== Given exercise ==
Reproduce the data below line for line, changing nothing.
|---|
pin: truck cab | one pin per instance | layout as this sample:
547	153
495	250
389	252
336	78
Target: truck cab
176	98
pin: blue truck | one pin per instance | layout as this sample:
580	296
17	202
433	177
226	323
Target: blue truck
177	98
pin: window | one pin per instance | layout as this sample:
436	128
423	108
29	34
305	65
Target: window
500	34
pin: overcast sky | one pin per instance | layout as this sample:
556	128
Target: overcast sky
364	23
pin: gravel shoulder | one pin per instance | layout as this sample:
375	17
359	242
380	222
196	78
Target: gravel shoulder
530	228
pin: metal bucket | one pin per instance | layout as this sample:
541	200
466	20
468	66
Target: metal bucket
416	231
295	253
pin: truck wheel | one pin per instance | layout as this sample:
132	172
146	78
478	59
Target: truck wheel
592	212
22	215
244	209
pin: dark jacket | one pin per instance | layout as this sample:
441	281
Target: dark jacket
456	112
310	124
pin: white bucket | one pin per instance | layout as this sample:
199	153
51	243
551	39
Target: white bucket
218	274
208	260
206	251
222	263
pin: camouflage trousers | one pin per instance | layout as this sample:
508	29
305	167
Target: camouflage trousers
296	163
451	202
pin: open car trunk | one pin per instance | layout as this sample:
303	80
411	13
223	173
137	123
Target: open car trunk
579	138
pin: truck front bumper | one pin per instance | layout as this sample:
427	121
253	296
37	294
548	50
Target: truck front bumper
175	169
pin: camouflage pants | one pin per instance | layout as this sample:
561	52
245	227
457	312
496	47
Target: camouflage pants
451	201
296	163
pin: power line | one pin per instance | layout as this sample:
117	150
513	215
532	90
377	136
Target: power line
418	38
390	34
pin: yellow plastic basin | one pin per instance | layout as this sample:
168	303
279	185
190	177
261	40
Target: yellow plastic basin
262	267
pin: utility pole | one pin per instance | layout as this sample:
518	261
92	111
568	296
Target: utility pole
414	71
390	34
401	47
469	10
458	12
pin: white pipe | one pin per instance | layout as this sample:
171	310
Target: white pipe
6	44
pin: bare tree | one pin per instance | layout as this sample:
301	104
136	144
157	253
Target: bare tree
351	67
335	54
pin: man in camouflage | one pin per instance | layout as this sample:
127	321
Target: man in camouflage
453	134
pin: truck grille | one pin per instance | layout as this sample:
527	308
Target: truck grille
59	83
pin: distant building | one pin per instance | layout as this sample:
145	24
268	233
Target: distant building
|---|
== Written solution ==
pin: truck cab | one pin per instance | layout as this sample:
547	153
495	250
389	252
336	78
Target: truck cab
176	98
pin: blue truck | one pin per instance | layout as this sample:
580	296
17	202
433	177
226	323
Target: blue truck
177	98
pin: window | one pin per instance | layout as this sample:
436	128
423	108
29	34
305	65
Target: window
500	34
pin: overcast sky | one pin per instance | layout as this sample:
556	128
Target: overcast sky
364	23
pin: gravel shoulder | one pin per instance | layout as this sample:
375	17
359	242
380	222
196	78
Target: gravel shoulder
530	228
pin: metal bucket | one pin per instance | layout as this sample:
541	200
466	20
468	66
Target: metal bucket
416	231
295	253
pin: truck wheel | one pin per instance | layout as this sample:
132	172
146	78
478	59
Target: truck wheel
592	212
22	215
244	209
pin: dark jacket | one pin per instance | layout as this sample:
441	281
Target: dark jacket
456	112
310	124
pin: white bucket | one pin per instance | layout as this sample:
199	153
51	243
551	39
Target: white bucket
218	274
208	260
206	251
222	263
pin: camouflage trousers | one pin per instance | layout as this sample:
508	29
305	167
Target: camouflage trousers
296	163
451	202
pin: open car trunk | one pin per instance | layout as this sample:
303	80
411	13
223	173
137	123
Target: open car trunk
579	138
pin: truck front bumper | one pin per instance | layout as this sample:
427	121
253	296
37	294
548	50
Target: truck front bumper
175	169
pin: camouflage pants | one pin per instance | layout as this sample:
561	52
245	227
457	312
496	47
Target: camouflage pants
451	201
296	163
pin: power line | one pin per instance | layout as this sample:
117	150
513	215
532	90
377	136
Target: power line
418	38
390	34
pin: yellow plastic basin | one pin per instance | layout as this sample:
168	303
279	185
190	177
261	40
Target: yellow plastic basin
262	267
pin: utility pole | one pin per instance | layout as this sample:
518	261
92	111
568	296
Target: utility pole
414	71
390	34
401	47
469	10
458	12
pin: white pipe | one pin per instance | layout as this sample:
171	310
Target: white pipe
6	44
pin: bare tree | one pin per instance | layout as this sample:
301	104
136	144
157	253
Target: bare tree
351	67
335	54
pin: man in camouflage | one pin per instance | layout as this sample:
127	321
Target: man in camouflage
453	134
pin: truck grille | one pin per instance | layout as this sample:
527	308
Target: truck grille
59	83
pin: distant building | one pin per instance | layout as this sample:
145	24
268	233
Target: distant building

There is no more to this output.